# What you have to do
In the data below, find each line containing the string "cutting" and return it.

# Image-backed grounding data
- - -
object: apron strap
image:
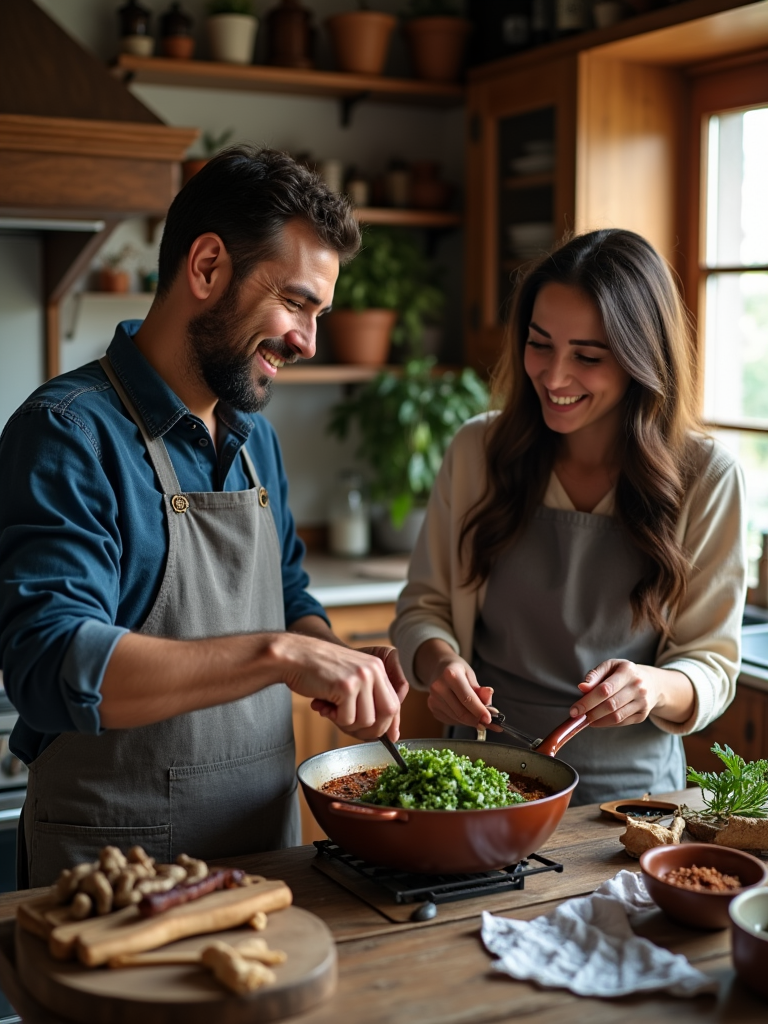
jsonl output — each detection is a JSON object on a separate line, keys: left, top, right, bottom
{"left": 240, "top": 446, "right": 260, "bottom": 488}
{"left": 99, "top": 355, "right": 183, "bottom": 497}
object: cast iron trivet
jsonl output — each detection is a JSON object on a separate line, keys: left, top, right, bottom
{"left": 313, "top": 840, "right": 563, "bottom": 922}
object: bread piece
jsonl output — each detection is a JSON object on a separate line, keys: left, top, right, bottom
{"left": 620, "top": 814, "right": 685, "bottom": 858}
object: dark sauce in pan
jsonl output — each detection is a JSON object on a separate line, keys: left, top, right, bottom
{"left": 320, "top": 767, "right": 553, "bottom": 804}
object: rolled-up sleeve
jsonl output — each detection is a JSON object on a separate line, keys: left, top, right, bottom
{"left": 0, "top": 405, "right": 128, "bottom": 747}
{"left": 652, "top": 444, "right": 747, "bottom": 736}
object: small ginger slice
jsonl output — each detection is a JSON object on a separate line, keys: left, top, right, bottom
{"left": 176, "top": 853, "right": 208, "bottom": 883}
{"left": 69, "top": 893, "right": 93, "bottom": 920}
{"left": 236, "top": 937, "right": 287, "bottom": 965}
{"left": 79, "top": 870, "right": 114, "bottom": 915}
{"left": 202, "top": 941, "right": 276, "bottom": 995}
{"left": 127, "top": 846, "right": 156, "bottom": 873}
{"left": 620, "top": 813, "right": 685, "bottom": 859}
{"left": 99, "top": 846, "right": 128, "bottom": 884}
{"left": 248, "top": 911, "right": 268, "bottom": 931}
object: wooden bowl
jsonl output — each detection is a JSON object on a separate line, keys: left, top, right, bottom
{"left": 729, "top": 888, "right": 768, "bottom": 999}
{"left": 640, "top": 843, "right": 768, "bottom": 930}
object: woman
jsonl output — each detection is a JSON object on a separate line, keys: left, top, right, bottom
{"left": 392, "top": 229, "right": 747, "bottom": 804}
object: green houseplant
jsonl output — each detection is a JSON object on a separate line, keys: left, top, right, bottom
{"left": 325, "top": 226, "right": 445, "bottom": 366}
{"left": 401, "top": 0, "right": 472, "bottom": 82}
{"left": 327, "top": 357, "right": 489, "bottom": 548}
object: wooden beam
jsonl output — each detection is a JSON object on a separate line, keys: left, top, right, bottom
{"left": 43, "top": 223, "right": 119, "bottom": 380}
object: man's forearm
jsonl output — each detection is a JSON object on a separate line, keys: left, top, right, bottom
{"left": 99, "top": 631, "right": 283, "bottom": 728}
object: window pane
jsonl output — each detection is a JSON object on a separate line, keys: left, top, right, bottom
{"left": 712, "top": 429, "right": 768, "bottom": 587}
{"left": 703, "top": 272, "right": 768, "bottom": 424}
{"left": 705, "top": 107, "right": 768, "bottom": 268}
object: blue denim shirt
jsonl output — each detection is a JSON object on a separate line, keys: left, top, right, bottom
{"left": 0, "top": 321, "right": 326, "bottom": 764}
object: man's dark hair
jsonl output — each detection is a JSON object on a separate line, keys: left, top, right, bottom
{"left": 156, "top": 146, "right": 361, "bottom": 296}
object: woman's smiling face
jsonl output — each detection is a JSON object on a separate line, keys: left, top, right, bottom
{"left": 523, "top": 282, "right": 632, "bottom": 443}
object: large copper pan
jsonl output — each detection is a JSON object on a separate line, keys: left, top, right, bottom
{"left": 297, "top": 716, "right": 588, "bottom": 874}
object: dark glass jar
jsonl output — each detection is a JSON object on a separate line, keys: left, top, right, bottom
{"left": 265, "top": 0, "right": 315, "bottom": 69}
{"left": 160, "top": 2, "right": 195, "bottom": 58}
{"left": 117, "top": 0, "right": 151, "bottom": 38}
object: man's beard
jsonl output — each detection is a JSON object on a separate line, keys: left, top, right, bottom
{"left": 186, "top": 279, "right": 292, "bottom": 414}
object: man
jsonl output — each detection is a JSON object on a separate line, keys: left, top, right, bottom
{"left": 0, "top": 147, "right": 407, "bottom": 887}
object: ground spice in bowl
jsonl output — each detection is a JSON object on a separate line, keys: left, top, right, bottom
{"left": 665, "top": 865, "right": 742, "bottom": 892}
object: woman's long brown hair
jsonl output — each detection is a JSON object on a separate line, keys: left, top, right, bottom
{"left": 460, "top": 229, "right": 703, "bottom": 634}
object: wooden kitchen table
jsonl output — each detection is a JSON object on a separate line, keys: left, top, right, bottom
{"left": 0, "top": 790, "right": 765, "bottom": 1024}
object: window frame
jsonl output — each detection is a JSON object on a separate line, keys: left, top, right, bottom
{"left": 685, "top": 53, "right": 768, "bottom": 432}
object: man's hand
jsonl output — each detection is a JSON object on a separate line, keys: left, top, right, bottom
{"left": 274, "top": 632, "right": 403, "bottom": 741}
{"left": 311, "top": 645, "right": 409, "bottom": 740}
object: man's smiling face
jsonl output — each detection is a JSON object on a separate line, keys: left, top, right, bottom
{"left": 187, "top": 218, "right": 339, "bottom": 412}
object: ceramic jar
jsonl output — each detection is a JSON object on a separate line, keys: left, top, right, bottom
{"left": 265, "top": 0, "right": 314, "bottom": 69}
{"left": 386, "top": 160, "right": 411, "bottom": 208}
{"left": 207, "top": 13, "right": 259, "bottom": 64}
{"left": 117, "top": 0, "right": 154, "bottom": 57}
{"left": 160, "top": 3, "right": 195, "bottom": 59}
{"left": 403, "top": 16, "right": 472, "bottom": 83}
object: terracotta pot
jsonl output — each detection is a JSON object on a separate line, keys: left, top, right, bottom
{"left": 325, "top": 11, "right": 396, "bottom": 76}
{"left": 98, "top": 269, "right": 131, "bottom": 294}
{"left": 161, "top": 35, "right": 195, "bottom": 59}
{"left": 325, "top": 309, "right": 397, "bottom": 366}
{"left": 182, "top": 158, "right": 208, "bottom": 185}
{"left": 404, "top": 16, "right": 472, "bottom": 83}
{"left": 207, "top": 13, "right": 258, "bottom": 64}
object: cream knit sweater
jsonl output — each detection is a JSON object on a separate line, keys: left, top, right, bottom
{"left": 391, "top": 414, "right": 747, "bottom": 736}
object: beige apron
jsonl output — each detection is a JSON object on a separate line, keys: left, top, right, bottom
{"left": 22, "top": 356, "right": 300, "bottom": 886}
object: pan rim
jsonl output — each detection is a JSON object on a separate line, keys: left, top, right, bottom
{"left": 296, "top": 737, "right": 579, "bottom": 814}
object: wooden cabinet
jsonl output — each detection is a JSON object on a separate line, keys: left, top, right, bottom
{"left": 683, "top": 682, "right": 768, "bottom": 773}
{"left": 463, "top": 0, "right": 768, "bottom": 374}
{"left": 291, "top": 602, "right": 443, "bottom": 844}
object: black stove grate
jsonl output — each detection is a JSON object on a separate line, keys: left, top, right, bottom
{"left": 313, "top": 840, "right": 563, "bottom": 907}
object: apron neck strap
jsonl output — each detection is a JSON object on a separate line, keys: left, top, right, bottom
{"left": 99, "top": 355, "right": 183, "bottom": 496}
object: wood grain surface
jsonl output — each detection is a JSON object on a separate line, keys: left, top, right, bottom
{"left": 2, "top": 789, "right": 765, "bottom": 1023}
{"left": 14, "top": 906, "right": 336, "bottom": 1024}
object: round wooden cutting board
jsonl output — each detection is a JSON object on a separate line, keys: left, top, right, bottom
{"left": 16, "top": 905, "right": 337, "bottom": 1024}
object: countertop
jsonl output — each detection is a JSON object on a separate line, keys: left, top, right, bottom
{"left": 1, "top": 788, "right": 764, "bottom": 1023}
{"left": 304, "top": 554, "right": 408, "bottom": 607}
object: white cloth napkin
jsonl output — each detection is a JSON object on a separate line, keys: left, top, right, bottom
{"left": 481, "top": 870, "right": 718, "bottom": 998}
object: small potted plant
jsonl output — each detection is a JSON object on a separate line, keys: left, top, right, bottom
{"left": 401, "top": 0, "right": 472, "bottom": 83}
{"left": 325, "top": 2, "right": 397, "bottom": 76}
{"left": 327, "top": 357, "right": 489, "bottom": 551}
{"left": 97, "top": 244, "right": 139, "bottom": 293}
{"left": 206, "top": 0, "right": 259, "bottom": 64}
{"left": 182, "top": 128, "right": 234, "bottom": 184}
{"left": 325, "top": 226, "right": 445, "bottom": 366}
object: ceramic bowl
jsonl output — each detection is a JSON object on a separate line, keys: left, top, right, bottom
{"left": 729, "top": 887, "right": 768, "bottom": 999}
{"left": 639, "top": 843, "right": 768, "bottom": 929}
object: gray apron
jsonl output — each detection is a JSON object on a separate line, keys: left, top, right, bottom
{"left": 469, "top": 506, "right": 686, "bottom": 806}
{"left": 22, "top": 356, "right": 300, "bottom": 886}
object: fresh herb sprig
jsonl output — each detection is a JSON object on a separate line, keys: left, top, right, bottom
{"left": 686, "top": 743, "right": 768, "bottom": 818}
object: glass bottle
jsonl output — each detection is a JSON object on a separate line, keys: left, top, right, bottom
{"left": 501, "top": 0, "right": 532, "bottom": 54}
{"left": 554, "top": 0, "right": 588, "bottom": 36}
{"left": 328, "top": 473, "right": 370, "bottom": 558}
{"left": 117, "top": 0, "right": 154, "bottom": 56}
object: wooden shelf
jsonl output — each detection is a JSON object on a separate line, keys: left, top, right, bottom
{"left": 276, "top": 363, "right": 458, "bottom": 385}
{"left": 113, "top": 54, "right": 464, "bottom": 109}
{"left": 354, "top": 207, "right": 461, "bottom": 228}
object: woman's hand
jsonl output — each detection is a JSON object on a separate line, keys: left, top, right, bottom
{"left": 570, "top": 660, "right": 695, "bottom": 727}
{"left": 414, "top": 639, "right": 493, "bottom": 729}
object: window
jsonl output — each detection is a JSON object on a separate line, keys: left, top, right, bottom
{"left": 690, "top": 59, "right": 768, "bottom": 580}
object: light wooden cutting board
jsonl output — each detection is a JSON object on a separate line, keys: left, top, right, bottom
{"left": 15, "top": 905, "right": 337, "bottom": 1024}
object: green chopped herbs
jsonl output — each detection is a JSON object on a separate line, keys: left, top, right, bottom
{"left": 360, "top": 747, "right": 524, "bottom": 811}
{"left": 686, "top": 743, "right": 768, "bottom": 819}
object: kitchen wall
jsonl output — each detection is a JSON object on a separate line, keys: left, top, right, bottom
{"left": 0, "top": 0, "right": 466, "bottom": 527}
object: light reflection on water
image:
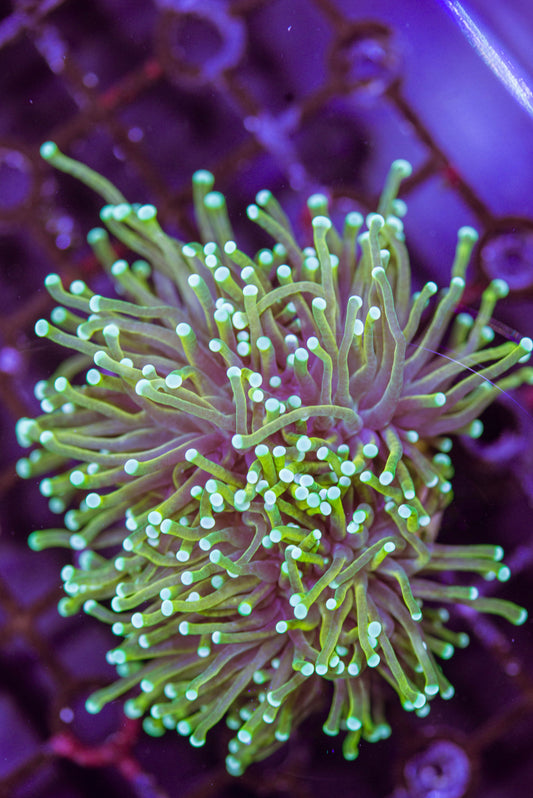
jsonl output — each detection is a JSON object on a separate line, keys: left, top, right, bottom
{"left": 435, "top": 0, "right": 533, "bottom": 120}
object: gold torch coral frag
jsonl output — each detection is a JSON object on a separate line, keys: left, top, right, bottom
{"left": 16, "top": 142, "right": 531, "bottom": 775}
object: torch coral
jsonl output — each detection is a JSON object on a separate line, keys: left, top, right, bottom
{"left": 17, "top": 143, "right": 531, "bottom": 775}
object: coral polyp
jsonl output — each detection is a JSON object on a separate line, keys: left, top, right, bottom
{"left": 17, "top": 143, "right": 531, "bottom": 775}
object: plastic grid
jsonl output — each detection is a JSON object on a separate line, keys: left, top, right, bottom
{"left": 1, "top": 1, "right": 533, "bottom": 796}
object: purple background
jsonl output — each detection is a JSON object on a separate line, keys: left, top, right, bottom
{"left": 1, "top": 1, "right": 533, "bottom": 796}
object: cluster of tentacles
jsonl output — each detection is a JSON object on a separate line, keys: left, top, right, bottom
{"left": 17, "top": 144, "right": 531, "bottom": 774}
- - -
# Output of the task
object: round wooden cutting board
object: light wooden cutting board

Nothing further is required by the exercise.